Work required
Swap "dirt path" for "gravel trail" in the stretch of the listing from the line containing "Nesting-site review: place a pin on each instance of the dirt" through the line containing "x=204, y=153", and return only those lines with nothing else altered.

Dataset

--- --- ---

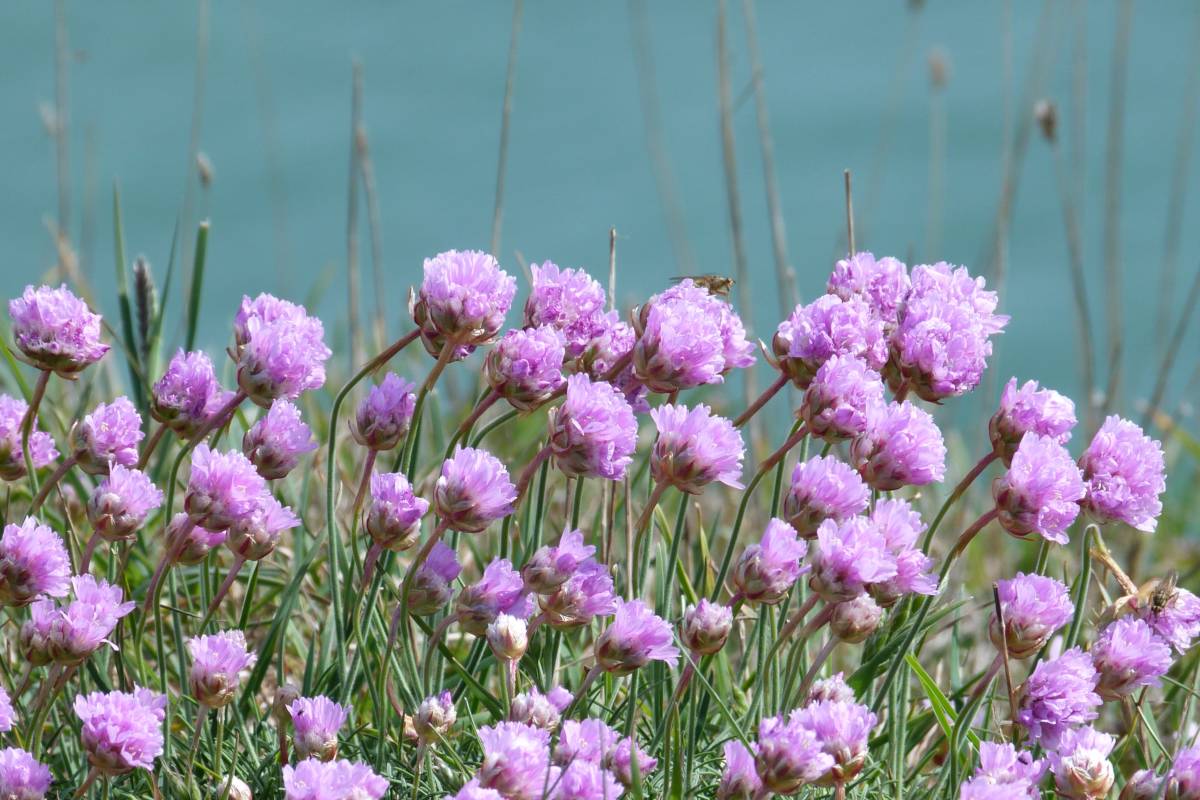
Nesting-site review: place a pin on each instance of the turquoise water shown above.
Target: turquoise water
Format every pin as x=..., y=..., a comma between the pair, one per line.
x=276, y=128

--- --- ---

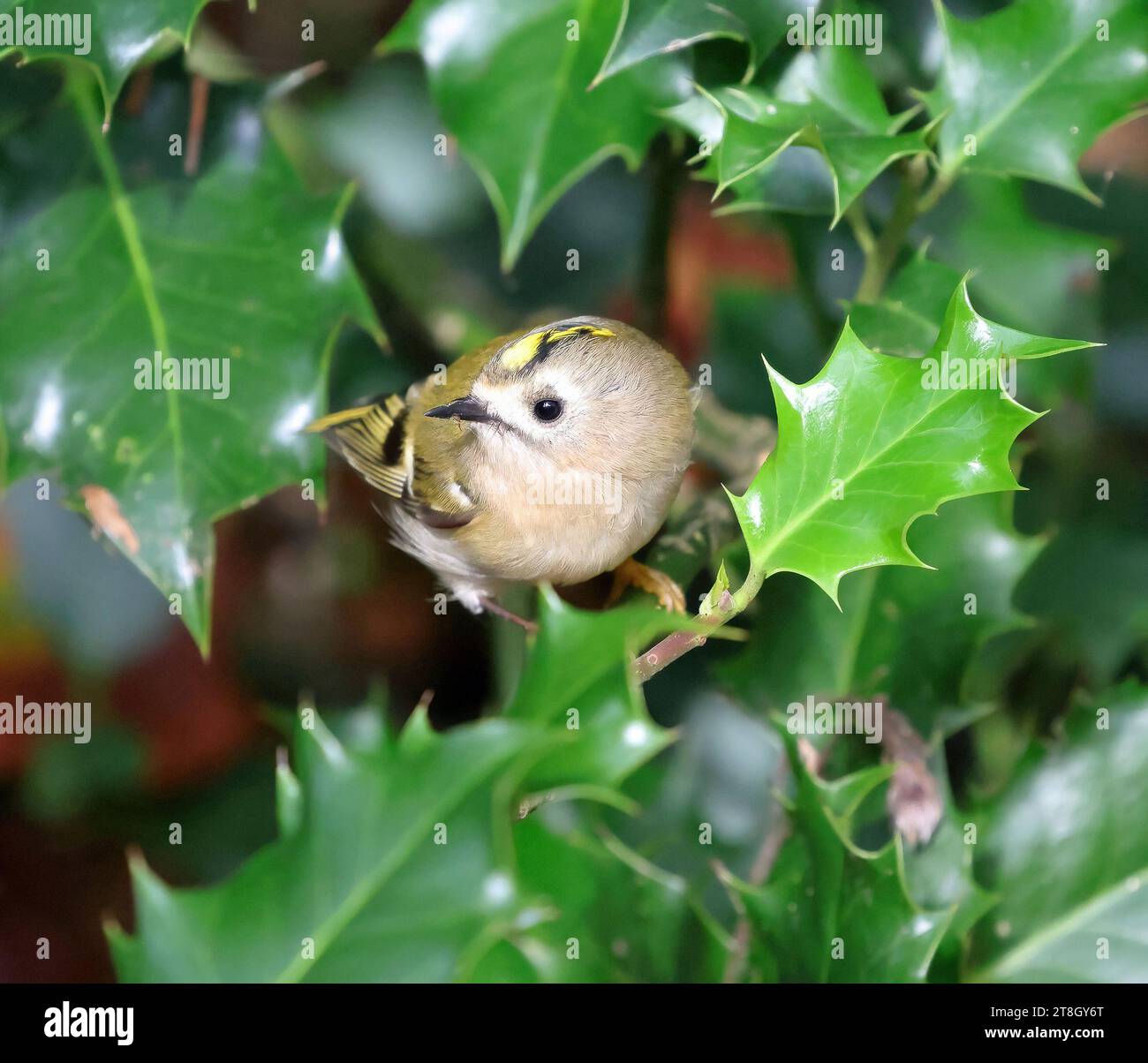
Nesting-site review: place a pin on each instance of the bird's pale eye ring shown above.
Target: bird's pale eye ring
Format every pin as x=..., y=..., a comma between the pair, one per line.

--- --- ---

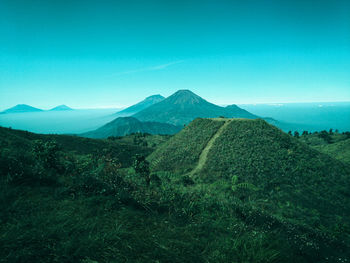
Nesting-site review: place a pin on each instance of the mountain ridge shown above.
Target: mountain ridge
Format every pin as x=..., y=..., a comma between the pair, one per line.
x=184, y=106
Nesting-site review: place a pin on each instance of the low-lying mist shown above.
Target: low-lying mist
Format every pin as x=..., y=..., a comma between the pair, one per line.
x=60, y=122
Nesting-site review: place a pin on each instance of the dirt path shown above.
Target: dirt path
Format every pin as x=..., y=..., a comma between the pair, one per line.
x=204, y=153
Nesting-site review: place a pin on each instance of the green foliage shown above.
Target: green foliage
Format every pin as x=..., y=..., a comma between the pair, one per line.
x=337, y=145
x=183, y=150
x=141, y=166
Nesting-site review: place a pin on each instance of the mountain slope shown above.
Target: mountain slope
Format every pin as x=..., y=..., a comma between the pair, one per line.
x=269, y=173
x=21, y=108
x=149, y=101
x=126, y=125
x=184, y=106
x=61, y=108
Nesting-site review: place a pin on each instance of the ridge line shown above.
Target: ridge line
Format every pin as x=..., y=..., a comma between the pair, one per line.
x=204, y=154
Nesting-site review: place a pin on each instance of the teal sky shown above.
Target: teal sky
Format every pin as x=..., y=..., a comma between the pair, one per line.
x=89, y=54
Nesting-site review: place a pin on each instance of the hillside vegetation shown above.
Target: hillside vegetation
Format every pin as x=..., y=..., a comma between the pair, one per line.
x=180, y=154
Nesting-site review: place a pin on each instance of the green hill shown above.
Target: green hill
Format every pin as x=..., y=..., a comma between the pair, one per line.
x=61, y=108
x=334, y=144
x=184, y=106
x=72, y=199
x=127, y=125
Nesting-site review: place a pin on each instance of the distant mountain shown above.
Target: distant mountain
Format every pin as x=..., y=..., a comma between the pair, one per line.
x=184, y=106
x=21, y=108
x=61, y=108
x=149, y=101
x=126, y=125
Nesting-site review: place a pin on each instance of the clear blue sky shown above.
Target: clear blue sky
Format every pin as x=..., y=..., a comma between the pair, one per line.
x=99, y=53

--- --- ---

Reply to the exercise
Nesting-site review: place a pin on each instance of the gravel trail shown above.
Target: gravel trail
Format every pin as x=..., y=..., a comma between the pair, one per line.
x=204, y=153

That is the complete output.